Your task: In the lines below, find the one that contains "Implementations MUST put a point on every instance of the red" and write it out exactly, along with every line that follows it.

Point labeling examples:
⁂
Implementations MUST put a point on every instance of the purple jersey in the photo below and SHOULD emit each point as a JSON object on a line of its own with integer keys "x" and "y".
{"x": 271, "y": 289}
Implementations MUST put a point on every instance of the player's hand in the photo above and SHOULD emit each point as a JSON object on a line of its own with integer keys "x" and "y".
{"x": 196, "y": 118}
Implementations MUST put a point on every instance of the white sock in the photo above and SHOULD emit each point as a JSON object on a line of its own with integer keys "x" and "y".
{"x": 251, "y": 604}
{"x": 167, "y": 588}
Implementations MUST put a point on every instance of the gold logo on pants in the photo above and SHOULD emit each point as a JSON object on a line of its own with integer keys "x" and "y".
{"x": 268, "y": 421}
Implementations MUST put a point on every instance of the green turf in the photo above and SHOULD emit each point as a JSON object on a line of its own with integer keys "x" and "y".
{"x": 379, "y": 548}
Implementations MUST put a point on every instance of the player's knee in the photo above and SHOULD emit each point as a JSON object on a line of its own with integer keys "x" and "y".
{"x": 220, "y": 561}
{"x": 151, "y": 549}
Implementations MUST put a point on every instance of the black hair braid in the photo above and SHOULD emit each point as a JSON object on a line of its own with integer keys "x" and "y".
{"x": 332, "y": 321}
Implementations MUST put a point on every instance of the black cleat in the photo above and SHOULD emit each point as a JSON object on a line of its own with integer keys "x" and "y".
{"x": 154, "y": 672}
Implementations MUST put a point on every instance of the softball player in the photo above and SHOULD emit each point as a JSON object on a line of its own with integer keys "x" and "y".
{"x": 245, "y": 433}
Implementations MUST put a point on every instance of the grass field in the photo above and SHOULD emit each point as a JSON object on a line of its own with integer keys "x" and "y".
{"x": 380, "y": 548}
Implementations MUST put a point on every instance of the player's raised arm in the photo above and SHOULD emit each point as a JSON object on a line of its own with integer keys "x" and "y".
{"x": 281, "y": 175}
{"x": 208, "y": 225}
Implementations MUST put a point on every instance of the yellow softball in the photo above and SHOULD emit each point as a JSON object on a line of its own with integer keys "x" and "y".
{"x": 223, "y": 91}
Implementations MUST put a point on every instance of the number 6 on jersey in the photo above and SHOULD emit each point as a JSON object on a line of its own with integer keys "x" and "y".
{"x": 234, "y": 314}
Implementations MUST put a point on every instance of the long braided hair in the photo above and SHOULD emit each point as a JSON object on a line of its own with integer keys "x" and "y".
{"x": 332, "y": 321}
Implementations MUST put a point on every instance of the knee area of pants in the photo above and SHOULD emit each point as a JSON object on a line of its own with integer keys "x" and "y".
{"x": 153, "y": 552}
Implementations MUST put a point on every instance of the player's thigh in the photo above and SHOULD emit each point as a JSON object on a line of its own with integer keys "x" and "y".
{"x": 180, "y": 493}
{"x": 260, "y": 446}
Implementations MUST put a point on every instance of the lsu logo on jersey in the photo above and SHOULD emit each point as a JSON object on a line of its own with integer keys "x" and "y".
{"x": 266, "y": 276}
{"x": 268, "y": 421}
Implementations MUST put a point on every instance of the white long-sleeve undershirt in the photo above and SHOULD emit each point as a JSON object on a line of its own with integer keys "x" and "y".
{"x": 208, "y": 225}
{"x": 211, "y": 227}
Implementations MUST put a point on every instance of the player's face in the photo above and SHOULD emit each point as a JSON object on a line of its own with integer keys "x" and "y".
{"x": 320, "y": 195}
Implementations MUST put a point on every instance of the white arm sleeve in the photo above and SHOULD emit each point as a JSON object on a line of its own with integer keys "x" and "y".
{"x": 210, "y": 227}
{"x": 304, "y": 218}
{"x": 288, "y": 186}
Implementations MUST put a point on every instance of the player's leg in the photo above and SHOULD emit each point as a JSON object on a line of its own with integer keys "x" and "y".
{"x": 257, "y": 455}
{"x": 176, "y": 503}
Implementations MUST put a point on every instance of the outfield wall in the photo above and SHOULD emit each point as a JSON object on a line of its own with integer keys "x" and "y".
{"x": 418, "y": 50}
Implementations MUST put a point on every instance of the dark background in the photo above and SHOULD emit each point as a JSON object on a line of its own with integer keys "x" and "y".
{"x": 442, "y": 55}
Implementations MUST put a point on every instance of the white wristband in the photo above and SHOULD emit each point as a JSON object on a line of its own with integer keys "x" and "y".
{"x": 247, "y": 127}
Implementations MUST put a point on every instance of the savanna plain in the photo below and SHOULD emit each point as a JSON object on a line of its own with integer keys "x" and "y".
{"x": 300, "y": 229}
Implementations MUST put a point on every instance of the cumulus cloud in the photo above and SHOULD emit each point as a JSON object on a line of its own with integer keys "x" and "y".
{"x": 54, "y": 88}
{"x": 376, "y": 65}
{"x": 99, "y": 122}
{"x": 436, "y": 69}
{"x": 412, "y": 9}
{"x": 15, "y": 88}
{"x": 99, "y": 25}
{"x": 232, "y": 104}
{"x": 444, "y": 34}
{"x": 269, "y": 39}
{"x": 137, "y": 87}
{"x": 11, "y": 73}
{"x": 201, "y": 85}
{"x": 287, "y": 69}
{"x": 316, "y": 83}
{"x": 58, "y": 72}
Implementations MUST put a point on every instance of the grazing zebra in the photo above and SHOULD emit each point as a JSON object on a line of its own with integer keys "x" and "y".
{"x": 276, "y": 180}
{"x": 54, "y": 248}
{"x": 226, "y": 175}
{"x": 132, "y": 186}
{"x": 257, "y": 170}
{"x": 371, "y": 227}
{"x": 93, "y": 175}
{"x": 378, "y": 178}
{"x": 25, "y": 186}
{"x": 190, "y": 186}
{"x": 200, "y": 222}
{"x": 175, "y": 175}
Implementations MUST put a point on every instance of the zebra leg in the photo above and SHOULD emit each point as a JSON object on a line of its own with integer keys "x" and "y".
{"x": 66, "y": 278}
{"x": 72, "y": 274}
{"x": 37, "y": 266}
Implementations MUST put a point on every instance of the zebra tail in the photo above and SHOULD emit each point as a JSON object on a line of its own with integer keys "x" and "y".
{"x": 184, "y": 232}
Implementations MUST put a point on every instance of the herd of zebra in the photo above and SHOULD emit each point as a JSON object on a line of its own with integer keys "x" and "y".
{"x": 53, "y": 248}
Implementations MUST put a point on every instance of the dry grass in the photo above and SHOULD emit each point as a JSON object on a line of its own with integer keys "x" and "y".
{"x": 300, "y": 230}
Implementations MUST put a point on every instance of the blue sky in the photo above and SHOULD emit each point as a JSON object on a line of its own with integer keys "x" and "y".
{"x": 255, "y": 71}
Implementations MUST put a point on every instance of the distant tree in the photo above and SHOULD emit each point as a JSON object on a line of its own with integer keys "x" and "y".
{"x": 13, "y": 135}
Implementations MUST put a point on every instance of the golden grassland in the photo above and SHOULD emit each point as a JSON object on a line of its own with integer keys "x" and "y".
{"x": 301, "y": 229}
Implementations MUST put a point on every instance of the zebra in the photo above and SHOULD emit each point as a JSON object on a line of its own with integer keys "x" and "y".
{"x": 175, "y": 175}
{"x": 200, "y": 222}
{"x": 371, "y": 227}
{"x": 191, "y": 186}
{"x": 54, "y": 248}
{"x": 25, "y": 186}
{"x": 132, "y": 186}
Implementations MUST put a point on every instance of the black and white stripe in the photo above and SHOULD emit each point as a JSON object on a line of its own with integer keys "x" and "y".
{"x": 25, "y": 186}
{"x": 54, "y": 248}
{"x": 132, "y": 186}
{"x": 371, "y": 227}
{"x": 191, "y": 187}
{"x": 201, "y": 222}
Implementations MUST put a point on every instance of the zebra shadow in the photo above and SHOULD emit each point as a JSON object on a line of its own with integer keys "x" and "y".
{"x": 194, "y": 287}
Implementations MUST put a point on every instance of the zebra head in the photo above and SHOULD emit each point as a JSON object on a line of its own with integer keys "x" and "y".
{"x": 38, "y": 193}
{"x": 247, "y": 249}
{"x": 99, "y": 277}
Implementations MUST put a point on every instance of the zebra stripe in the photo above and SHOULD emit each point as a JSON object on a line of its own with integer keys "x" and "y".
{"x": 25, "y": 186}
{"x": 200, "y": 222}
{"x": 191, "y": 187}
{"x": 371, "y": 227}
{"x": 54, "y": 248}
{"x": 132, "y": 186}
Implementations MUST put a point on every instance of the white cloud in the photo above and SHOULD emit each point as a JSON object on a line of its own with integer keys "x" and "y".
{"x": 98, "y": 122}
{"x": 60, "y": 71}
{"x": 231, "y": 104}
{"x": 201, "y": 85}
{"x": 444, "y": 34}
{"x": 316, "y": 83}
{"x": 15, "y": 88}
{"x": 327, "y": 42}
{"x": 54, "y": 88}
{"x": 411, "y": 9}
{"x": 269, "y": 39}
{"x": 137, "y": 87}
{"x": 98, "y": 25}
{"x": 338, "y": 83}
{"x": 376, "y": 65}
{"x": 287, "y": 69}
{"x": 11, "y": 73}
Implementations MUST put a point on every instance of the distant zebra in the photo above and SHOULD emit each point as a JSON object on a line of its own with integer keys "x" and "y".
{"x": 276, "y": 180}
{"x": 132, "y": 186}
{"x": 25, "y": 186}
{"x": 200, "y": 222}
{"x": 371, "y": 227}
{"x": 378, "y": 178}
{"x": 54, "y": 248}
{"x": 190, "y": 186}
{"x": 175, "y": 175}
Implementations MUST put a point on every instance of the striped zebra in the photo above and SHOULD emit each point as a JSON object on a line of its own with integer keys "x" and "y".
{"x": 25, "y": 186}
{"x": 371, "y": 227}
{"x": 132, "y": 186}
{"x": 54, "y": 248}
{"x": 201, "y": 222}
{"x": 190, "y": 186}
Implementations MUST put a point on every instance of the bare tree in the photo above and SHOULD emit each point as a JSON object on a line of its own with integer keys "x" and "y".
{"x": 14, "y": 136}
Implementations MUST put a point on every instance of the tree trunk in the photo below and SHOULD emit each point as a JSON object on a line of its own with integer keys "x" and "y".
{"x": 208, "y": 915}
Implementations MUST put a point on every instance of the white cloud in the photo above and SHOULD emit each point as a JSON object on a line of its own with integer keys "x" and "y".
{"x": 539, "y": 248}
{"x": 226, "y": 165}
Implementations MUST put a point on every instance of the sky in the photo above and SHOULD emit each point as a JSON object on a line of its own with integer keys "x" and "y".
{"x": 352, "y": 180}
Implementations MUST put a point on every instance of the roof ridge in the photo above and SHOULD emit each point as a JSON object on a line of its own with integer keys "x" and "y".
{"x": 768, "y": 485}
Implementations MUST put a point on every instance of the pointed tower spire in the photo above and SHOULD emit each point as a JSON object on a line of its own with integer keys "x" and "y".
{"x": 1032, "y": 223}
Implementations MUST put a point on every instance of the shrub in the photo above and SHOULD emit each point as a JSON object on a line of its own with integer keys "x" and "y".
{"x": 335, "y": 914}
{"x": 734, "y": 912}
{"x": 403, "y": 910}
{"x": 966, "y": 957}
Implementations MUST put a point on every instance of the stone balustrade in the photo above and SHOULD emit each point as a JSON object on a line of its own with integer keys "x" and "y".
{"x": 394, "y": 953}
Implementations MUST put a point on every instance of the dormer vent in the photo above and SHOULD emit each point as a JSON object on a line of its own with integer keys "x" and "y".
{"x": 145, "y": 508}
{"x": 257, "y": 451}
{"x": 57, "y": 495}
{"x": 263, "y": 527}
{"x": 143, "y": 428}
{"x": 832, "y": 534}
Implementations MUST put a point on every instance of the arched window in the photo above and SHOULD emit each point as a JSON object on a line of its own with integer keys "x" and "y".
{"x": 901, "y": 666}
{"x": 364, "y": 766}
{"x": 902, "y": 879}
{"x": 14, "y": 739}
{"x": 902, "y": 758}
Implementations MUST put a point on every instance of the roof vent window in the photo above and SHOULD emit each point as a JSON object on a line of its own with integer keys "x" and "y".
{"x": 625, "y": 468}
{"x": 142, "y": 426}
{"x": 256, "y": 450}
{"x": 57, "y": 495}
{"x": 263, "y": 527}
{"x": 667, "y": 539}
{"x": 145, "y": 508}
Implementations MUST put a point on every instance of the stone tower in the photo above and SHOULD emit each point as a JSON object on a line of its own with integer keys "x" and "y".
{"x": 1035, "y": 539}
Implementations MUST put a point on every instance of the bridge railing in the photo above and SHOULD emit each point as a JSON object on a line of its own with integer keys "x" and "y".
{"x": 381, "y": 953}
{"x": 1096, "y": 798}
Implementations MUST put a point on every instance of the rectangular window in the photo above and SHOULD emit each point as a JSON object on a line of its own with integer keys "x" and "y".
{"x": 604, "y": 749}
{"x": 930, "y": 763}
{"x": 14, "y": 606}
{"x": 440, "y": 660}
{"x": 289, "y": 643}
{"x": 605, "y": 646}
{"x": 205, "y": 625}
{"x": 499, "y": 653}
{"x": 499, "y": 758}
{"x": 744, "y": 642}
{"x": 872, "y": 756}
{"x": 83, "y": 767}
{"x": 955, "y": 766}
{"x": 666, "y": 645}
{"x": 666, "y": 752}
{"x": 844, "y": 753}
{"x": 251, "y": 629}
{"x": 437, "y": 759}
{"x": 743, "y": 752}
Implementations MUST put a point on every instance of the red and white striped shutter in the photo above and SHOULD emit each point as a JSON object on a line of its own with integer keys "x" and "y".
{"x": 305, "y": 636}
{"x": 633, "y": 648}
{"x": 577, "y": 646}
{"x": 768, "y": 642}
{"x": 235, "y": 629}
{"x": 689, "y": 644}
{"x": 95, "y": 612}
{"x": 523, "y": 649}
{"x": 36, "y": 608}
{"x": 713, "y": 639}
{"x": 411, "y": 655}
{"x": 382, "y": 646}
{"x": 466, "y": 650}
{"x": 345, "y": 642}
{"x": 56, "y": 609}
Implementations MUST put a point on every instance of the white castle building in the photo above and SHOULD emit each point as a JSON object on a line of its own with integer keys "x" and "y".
⁂
The output:
Implementations MUST put a point on every instance of the red and white striped shutter in the photo above and SHOULD emit each point as a JSON object on a line of its own with integer keys "x" and "y".
{"x": 305, "y": 636}
{"x": 633, "y": 648}
{"x": 577, "y": 646}
{"x": 768, "y": 642}
{"x": 235, "y": 629}
{"x": 689, "y": 644}
{"x": 95, "y": 612}
{"x": 523, "y": 649}
{"x": 36, "y": 608}
{"x": 713, "y": 639}
{"x": 411, "y": 655}
{"x": 382, "y": 646}
{"x": 466, "y": 650}
{"x": 345, "y": 642}
{"x": 56, "y": 609}
Implementations MUST put a point on every instance of the white castle building in the photo above and SHOULD emit each point as a JSON object on a line of its own with integer keys "x" and "y".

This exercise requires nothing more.